[begin Document excerpt]

But the resemblance between woke and the Reformation goes beyond means to content. Both begin in universities. Both have a strong streak of solipsism: “my truth” now; Luther’s straining at the stool for an understanding of God’s grace then. Both are consciously elite movements: the “elect” then and the woke now. Both obsess about the minutiae of language. And both take an academic idea and use it to delegitimate the targeted power structure.

Luther’s doctrine of justification by faith alone rendered the whole structure of the late medieval Church redundant, since it was based on the idea that salvation was earned by good works or indeed bought by hard cash. Similarly the woke attempt to frame Black slavery as the original sin of the Anglo-Saxon world is intended to destroy the claim of either the American constitution or British history to embody a just political settlement.

Two principal conclusions arise. First, that the neo-religious aspects of woke, noted by many observers, are not accidental but substantial and intrinsic. In other words that woke (whether you like it or not) is a real Puritan reformation. Which would suggest in turn that our culture wars are all too likely to turn into real ones too. 

The signs are clear in the USA. Here we can console ourselves that the Puritan victory in the seventeenth-century Civil Wars was a brief and Pyrrhic one before the Erastianism of the English state, inherited from Henry VIII, put religion back in its place. So may it be with woke!

[end Document excerpt]

_Written exercise_
Rewrite the passage on woke and the Reformation above from "Luther’s doctrine of" to "real ones too.", changing "salvation" to "redemption".

[begin Supplied entries]

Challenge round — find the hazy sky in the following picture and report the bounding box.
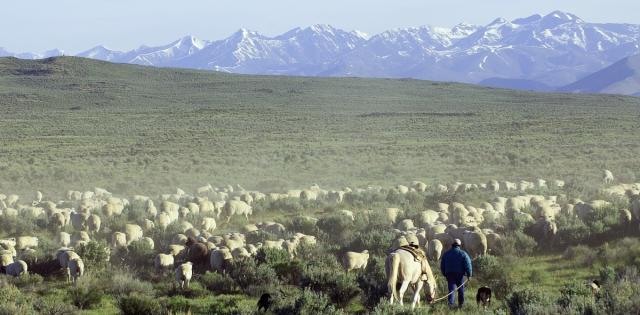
[5,0,640,54]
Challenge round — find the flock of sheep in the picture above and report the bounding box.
[0,171,640,302]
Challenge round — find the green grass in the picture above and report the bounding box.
[0,57,640,193]
[510,255,599,293]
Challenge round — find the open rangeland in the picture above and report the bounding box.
[0,57,640,314]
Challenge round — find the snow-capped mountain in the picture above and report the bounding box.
[0,11,640,90]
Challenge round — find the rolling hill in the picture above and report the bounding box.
[560,55,640,96]
[0,11,640,90]
[0,57,640,193]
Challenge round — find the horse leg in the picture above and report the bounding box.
[411,281,424,309]
[398,280,409,305]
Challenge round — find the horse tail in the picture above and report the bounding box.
[387,254,400,300]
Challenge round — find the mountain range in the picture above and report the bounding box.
[0,11,640,92]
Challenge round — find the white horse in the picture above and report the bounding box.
[385,249,436,309]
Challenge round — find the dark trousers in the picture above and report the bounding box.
[446,273,464,306]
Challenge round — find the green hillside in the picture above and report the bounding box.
[0,57,640,193]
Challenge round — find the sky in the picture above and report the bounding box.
[5,0,640,54]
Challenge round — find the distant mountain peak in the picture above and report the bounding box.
[540,11,584,28]
[0,11,640,96]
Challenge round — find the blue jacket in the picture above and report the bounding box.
[440,246,472,277]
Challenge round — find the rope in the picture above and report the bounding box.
[429,278,469,304]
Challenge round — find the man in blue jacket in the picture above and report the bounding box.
[440,238,472,307]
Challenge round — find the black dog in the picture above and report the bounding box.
[258,293,271,312]
[476,287,491,309]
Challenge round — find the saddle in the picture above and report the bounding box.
[400,245,427,262]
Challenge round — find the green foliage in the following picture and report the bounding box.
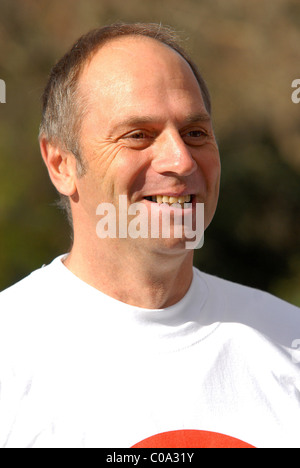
[0,0,300,305]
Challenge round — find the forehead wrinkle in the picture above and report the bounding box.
[111,112,211,133]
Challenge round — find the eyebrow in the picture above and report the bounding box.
[112,112,211,133]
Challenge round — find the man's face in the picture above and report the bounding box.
[74,37,220,252]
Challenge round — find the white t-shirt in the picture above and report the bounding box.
[0,257,300,448]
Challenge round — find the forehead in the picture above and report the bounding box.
[79,36,204,126]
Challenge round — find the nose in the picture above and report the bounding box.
[152,131,197,176]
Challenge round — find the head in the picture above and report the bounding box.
[40,24,219,254]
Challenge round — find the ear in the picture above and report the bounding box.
[40,137,77,197]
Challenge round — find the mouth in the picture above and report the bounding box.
[144,194,195,208]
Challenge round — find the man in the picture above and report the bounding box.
[0,24,300,447]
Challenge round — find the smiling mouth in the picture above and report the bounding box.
[144,195,194,206]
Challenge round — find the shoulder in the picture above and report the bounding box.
[0,256,67,320]
[195,269,300,348]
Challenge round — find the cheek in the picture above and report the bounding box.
[199,151,221,192]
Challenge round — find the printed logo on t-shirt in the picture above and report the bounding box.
[132,430,254,448]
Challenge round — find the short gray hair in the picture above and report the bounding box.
[39,23,211,227]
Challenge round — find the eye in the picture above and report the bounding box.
[122,130,155,149]
[182,129,208,146]
[126,131,147,140]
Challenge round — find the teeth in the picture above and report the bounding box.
[152,195,192,205]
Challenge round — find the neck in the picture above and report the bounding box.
[64,238,193,309]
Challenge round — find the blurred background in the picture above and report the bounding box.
[0,0,300,306]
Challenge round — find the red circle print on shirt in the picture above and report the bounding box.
[132,430,254,448]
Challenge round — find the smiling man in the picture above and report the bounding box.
[0,24,300,447]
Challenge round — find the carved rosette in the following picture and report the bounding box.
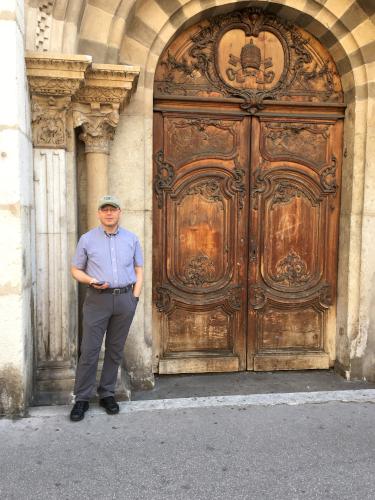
[182,254,216,287]
[272,250,311,287]
[226,286,242,311]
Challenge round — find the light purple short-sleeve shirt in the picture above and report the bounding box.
[72,226,143,288]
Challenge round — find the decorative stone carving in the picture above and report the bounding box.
[74,64,140,109]
[35,0,55,51]
[73,64,139,154]
[31,96,70,148]
[73,109,120,154]
[26,52,91,149]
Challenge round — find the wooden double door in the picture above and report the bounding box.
[153,5,344,373]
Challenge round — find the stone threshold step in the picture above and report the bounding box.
[27,389,375,417]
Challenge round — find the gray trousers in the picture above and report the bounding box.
[74,288,138,401]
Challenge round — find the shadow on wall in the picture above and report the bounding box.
[351,273,375,381]
[0,365,24,416]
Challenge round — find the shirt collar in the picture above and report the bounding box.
[99,225,120,237]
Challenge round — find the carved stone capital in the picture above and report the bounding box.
[31,96,70,149]
[25,52,91,148]
[73,64,139,154]
[73,107,120,154]
[74,64,140,109]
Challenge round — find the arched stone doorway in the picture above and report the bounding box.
[153,9,345,373]
[11,0,375,414]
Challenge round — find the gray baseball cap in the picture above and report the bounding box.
[98,194,121,210]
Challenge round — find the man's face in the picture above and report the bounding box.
[98,205,121,227]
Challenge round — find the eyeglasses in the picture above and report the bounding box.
[99,207,119,212]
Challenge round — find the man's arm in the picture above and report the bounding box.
[133,266,143,297]
[71,266,109,290]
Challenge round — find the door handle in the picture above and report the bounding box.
[249,238,257,262]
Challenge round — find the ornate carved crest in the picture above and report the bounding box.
[272,250,311,287]
[184,179,223,203]
[155,8,342,108]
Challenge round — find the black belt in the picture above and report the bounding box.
[91,285,133,295]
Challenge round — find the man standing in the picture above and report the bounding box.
[70,195,143,422]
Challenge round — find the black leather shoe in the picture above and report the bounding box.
[99,396,120,415]
[70,401,89,422]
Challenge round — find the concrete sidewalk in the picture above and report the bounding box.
[0,389,375,500]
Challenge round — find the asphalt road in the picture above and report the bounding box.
[0,402,375,500]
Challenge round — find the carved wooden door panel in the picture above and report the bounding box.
[153,112,249,373]
[153,7,345,373]
[248,114,342,370]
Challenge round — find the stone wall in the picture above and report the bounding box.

[end Supplied entries]

_Result of this task_
Luther’s doctrine of justification by faith alone rendered the whole structure of the late medieval Church redundant, since it was based on the idea that redemption was earned by good works or indeed bought by hard cash. Similarly the woke attempt to frame Black slavery as the original sin of the Anglo-Saxon world is intended to destroy the claim of either the American constitution or British history to embody a just political settlement.

Two principal conclusions arise. First, that the neo-religious aspects of woke, noted by many observers, are not accidental but substantial and intrinsic. In other words that woke (whether you like it or not) is a real Puritan reformation. Which would suggest in turn that our culture wars are all too likely to turn into real ones too.